#### Study text
Accenture Health forecasts funding of digital start-ups in the US healthcare marketplace to rise from 2014‒2017.


The US healthcare system is under various pressures to “fix” inefficiencies while at the same time addressing changing consumer expectations. These forces are fueling the funding of digital healthcare start-up s and business models.

Traditional healthcare organizations and all industry stakeholders alike are taking interest in this shifting marketplace and trying to assess whether this funding momentum will continue, to what extent and to what market segments.

Download PDFRead more to find out what Accenture Health’s research on this topic reveals. [PDF 259 KB]

Five key drivers are sparking business opportunities and digital health start-up funding: healthcare system waste, the blending of physical objects with digital technology, industry newcomers, new investment models and social motivation. To varying degrees, these drivers will continue to fuel the acceleration of digital health funding, ultimately disrupting the industry.

#### Tasks to perform
1 - Answer these questions from the passage on digital health funding:
(a) Which years does Accenture Health's funding forecast cover?
(b) Alongside fixing inefficiencies, what must the US healthcare system address?
(c) How many key drivers does the passage give as sparking business opportunities and digital health start-up funding?
2 - Retype the passage on digital health funding word for word, starting with "The US healthcare system" and going on through "and business models.".
The entries have no part in this work.

#### Information shown
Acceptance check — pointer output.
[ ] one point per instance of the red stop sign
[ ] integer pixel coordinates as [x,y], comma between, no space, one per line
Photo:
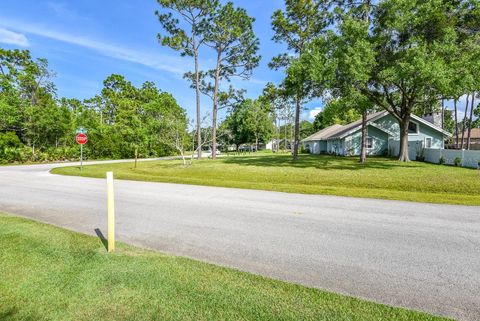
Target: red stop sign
[82,139]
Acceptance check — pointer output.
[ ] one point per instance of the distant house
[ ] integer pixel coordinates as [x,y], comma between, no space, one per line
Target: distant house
[281,143]
[383,137]
[474,138]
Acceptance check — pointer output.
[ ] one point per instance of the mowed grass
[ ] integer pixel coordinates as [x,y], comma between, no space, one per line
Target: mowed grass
[48,273]
[312,174]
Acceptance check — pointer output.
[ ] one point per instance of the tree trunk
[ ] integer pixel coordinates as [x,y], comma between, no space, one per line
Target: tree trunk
[197,97]
[277,131]
[456,122]
[363,151]
[470,121]
[403,153]
[297,128]
[464,123]
[215,108]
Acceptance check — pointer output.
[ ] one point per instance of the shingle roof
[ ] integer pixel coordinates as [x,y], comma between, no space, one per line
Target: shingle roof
[355,124]
[336,130]
[324,133]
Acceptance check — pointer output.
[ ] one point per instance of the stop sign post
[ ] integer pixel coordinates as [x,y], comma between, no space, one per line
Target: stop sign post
[81,139]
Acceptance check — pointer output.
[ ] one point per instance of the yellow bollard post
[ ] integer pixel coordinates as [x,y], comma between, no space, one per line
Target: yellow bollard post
[111,213]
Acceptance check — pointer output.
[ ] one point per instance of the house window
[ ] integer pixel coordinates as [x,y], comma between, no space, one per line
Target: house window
[428,142]
[412,128]
[369,142]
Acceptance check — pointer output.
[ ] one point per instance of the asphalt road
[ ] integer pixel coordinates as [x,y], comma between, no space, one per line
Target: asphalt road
[420,256]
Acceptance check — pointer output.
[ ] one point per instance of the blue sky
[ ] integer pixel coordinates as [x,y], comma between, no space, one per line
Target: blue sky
[87,40]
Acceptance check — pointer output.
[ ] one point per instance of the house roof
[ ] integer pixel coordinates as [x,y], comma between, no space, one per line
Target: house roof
[352,127]
[339,131]
[324,133]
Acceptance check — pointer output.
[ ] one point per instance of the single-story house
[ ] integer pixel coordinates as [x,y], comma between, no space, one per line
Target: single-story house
[282,143]
[383,137]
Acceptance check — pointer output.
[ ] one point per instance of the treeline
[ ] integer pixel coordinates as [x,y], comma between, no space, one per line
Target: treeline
[36,125]
[403,57]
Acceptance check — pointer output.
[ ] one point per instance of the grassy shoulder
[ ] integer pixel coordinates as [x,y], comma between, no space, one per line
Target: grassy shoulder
[312,174]
[49,273]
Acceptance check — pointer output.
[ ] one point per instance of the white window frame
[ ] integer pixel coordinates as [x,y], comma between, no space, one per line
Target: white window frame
[431,142]
[418,128]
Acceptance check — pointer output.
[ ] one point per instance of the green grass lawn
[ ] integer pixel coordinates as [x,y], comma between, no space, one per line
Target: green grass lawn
[48,273]
[312,174]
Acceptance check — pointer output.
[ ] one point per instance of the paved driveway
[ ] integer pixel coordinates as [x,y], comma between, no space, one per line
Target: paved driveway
[415,255]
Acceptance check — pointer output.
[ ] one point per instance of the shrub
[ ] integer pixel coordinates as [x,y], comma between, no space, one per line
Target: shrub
[457,162]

#### Answer section
1 -
(a) 2014 to 2017
(b) Changing consumer expectations
(c) Five

2 -
The US healthcare system is under various pressures to “fix” inefficiencies while at the same time addressing changing consumer expectations. These forces are fueling the funding of digital healthcare start-up s and business models.